▸ TASK DETAILS
Copy all of the data below word for word, and leave out the pictures.

****************

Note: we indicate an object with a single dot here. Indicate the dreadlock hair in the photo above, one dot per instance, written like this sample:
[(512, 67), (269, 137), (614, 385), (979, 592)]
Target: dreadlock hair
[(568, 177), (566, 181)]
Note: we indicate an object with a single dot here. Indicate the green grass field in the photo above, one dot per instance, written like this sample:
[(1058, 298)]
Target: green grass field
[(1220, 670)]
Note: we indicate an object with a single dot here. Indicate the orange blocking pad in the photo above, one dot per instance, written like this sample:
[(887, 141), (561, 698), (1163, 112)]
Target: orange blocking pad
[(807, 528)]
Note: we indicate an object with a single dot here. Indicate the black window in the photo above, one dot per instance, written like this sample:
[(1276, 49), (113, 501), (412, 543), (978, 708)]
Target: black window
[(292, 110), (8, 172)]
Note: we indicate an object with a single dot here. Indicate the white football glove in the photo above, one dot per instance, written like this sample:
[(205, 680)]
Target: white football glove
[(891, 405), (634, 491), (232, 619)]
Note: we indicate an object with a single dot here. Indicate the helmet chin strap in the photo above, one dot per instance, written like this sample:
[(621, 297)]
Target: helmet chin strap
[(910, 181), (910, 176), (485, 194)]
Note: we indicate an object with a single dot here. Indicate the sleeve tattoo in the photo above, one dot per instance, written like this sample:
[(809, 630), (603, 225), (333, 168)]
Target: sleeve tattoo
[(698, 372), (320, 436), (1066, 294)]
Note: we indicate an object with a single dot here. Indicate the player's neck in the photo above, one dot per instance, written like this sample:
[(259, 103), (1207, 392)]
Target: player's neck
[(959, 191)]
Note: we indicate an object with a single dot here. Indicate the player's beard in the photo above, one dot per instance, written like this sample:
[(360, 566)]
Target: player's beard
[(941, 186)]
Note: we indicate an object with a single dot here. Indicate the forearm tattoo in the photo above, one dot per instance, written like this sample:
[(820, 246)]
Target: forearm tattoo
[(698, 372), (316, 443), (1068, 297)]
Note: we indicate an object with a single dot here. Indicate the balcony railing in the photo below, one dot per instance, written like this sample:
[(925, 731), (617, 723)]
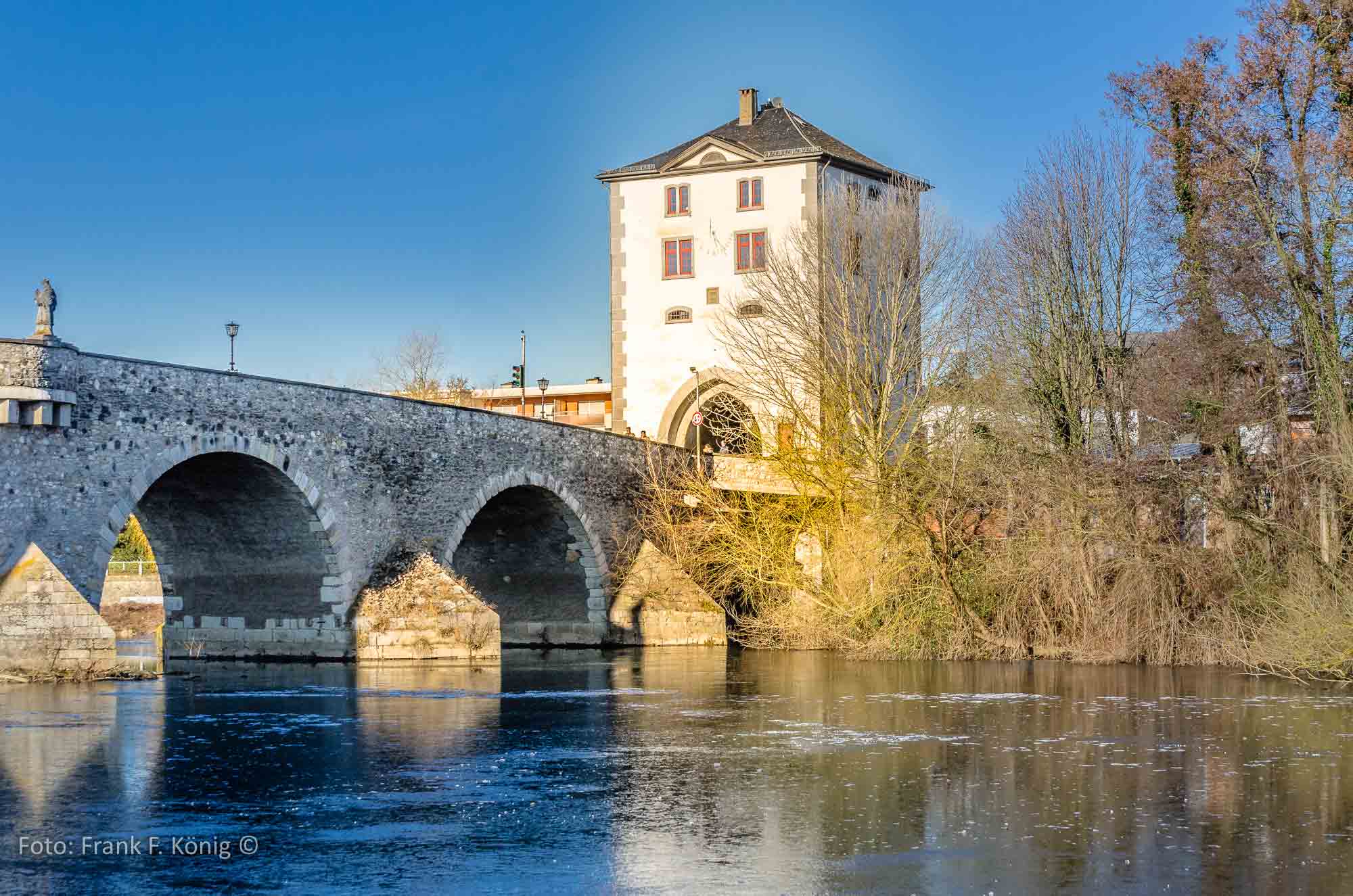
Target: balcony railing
[(133, 567)]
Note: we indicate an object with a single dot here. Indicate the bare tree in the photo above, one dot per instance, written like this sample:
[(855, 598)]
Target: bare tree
[(1065, 294), (419, 369), (840, 336)]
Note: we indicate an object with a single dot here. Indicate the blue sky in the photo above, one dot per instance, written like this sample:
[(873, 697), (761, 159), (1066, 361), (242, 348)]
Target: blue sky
[(334, 175)]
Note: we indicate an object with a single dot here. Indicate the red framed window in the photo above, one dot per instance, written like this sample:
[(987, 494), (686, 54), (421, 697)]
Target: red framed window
[(750, 194), (679, 259), (750, 254), (679, 201)]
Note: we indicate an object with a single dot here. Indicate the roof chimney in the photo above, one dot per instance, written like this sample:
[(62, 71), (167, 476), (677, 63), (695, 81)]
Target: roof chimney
[(746, 105)]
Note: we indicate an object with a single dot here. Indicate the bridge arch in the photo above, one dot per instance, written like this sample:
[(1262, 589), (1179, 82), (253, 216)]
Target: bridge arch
[(248, 540), (551, 589)]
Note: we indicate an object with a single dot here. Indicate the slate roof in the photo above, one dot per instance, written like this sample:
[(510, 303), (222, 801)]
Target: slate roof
[(775, 133)]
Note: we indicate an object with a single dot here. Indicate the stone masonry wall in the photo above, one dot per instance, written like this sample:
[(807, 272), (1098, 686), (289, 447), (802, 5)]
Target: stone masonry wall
[(366, 473)]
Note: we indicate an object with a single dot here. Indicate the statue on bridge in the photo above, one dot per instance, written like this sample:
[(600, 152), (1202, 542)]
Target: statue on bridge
[(47, 301)]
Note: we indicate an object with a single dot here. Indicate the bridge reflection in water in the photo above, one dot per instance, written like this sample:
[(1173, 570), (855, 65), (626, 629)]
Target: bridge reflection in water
[(693, 769)]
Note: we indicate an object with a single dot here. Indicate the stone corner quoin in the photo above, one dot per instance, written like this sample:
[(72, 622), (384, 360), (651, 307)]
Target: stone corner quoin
[(270, 502)]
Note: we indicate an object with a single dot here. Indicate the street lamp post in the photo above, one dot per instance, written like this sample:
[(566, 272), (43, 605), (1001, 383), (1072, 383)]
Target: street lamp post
[(232, 331)]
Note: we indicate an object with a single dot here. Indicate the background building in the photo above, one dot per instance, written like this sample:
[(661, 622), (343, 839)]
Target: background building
[(578, 404)]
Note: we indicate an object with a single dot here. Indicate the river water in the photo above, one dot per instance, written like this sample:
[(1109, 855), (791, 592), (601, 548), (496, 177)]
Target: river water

****************

▸ THE REPLY
Note: we indicate an object with a single dot here. Indicate the dreadlock hair in the photo above, one dot per instance, written like this sample:
[(512, 67), (269, 137), (614, 385), (979, 592)]
Target: dreadlock hair
[(568, 177), (566, 181)]
Note: we indicate an object with a single dot here. Indicate the green grass field in the photo above, one dot per instance, written like this sample:
[(1058, 298)]
Target: green grass field
[(1220, 670)]
Note: we indicate an object with a single dot here. Indicate the orange blocking pad in the photo above, one dot per instance, written like this sample:
[(887, 141), (561, 698), (1163, 112)]
Target: orange blocking pad
[(807, 528)]
Note: we indicate an object with a single dot here. Indicate the black window in the photo above, one dot per instance, written like this sample:
[(1276, 49), (113, 501), (412, 543), (978, 708)]
Target: black window
[(292, 110), (8, 172)]
Note: we indicate an object with a single dot here. Indicate the white football glove in the photo above, one dot per instance, written like this sample:
[(205, 680)]
Target: white football glove
[(891, 405), (634, 491), (232, 619)]
Note: we indicate an object with a single dot here. Indicate the helmet chin strap in the photo above, one dot per instance, written like this sample:
[(621, 297)]
Target: helmet chin strap
[(910, 181), (910, 176), (485, 194)]
Note: we indicate an object with a single dot here. Indicate the sleeve tattoo in the photo above, one dot per instance, written like this sample:
[(809, 630), (603, 225), (333, 168)]
Target: sleeve tattoo
[(698, 372), (320, 436), (1066, 294)]
Note: we indicate an object with a single dot here. Indicate the player's neck in the photo above, one dot per instance, written like this sample:
[(259, 103), (1207, 392)]
Target: player's neck
[(959, 191)]
Note: we indicate an object with a single dot here. Indicate the player's beard in the photo above, one dot per instance, written like this sample:
[(360, 566)]
Target: player's beard
[(941, 186)]
Note: we indicate an object with a single dot here. Indicate the forearm tattoo in the photo above, one dot per instance, written like this sample:
[(820, 246)]
Target: forearm tattoo
[(698, 372), (316, 443), (1068, 297)]
Note: we indicate an object with a single dot here. Indicate the balcony railing in the photo below, one dot per instance, written like this sample:
[(925, 731), (617, 723)]
Target: balcony railing
[(133, 567)]
Note: we indicate an object with a single dot here. Indicate the bare tree in the photo above, one dot per instance, written like this sample:
[(855, 598)]
Target: bare tree
[(1065, 294), (419, 369), (840, 336)]
Note: we indicate an object with a single dot here. Indicate the blue sky in the photo above, one dot per instance, written like this sample:
[(873, 697), (761, 159), (1066, 361), (242, 348)]
Target: blue sky
[(334, 175)]
Note: we indicate an object with a single dot here. Indicate the red framed window in the photo above, one dot per instance, written like this sample:
[(987, 494), (686, 54), (421, 697)]
Target: red framed window
[(750, 194), (679, 259), (750, 254), (679, 201)]
Note: we indicate an object with a single dot here. Indicate the roof chimney in the photo above, one dot per instance, written like this sample:
[(62, 71), (167, 476), (677, 63), (695, 81)]
Target: roof chimney
[(746, 105)]
Note: we indicate an object with a single dot here. Indicate the bridge arch in the photo above, one dot per instance, written like this sample:
[(1262, 589), (1179, 82), (253, 216)]
Target: bridge arch
[(248, 540), (551, 589)]
Note: we indicate an object with a single dot here. Indicate the slate roof in the photo above, one dot per instance, written like this sample:
[(510, 303), (222, 801)]
Target: slate roof
[(775, 133)]
Note: we indicate an object with a single dot here. Indicate the stone masonry wall in the photo above, one dot per instance, written like this sample:
[(807, 272), (1098, 686), (289, 447), (802, 5)]
Target: stone masonry wall
[(366, 473)]
Note: we indicate an object with a single dot here. Indicate the statue on bridge in the photo above, one dot per instance, written like this sample:
[(600, 152), (1202, 542)]
Target: statue on bridge
[(47, 301)]
Note: we indicate an object with a single dot here. Indicate the bridge reflection in water in the photo above, one dot per instance, written like this sample:
[(1173, 570), (855, 65), (626, 629)]
Target: bridge reflection in water
[(693, 769)]
Note: we indicate an object with a single dot here. Indicate the stone corner quoin in the photo above, one dot per instance, written like this sample:
[(72, 622), (384, 360), (651, 307)]
Target: stone corner quoin
[(270, 502)]
Note: we indicate an object with a single dot here. Indicate the street lamp post in the photo above, one dot per instance, written like this sample:
[(566, 272), (43, 605), (1001, 383), (1072, 383)]
Target: street lamp post
[(232, 331)]
Note: we indicate an object with a single dot here. Indicate the background building in the photo above, one dot per instance, written like this sample:
[(661, 622), (343, 839)]
Target: background building
[(578, 404)]
Note: we indicate an object with a single dot here. Indicate the river water in the photo above, one dot per instance, written like this sample:
[(1109, 855), (791, 592), (601, 548), (496, 177)]
Target: river water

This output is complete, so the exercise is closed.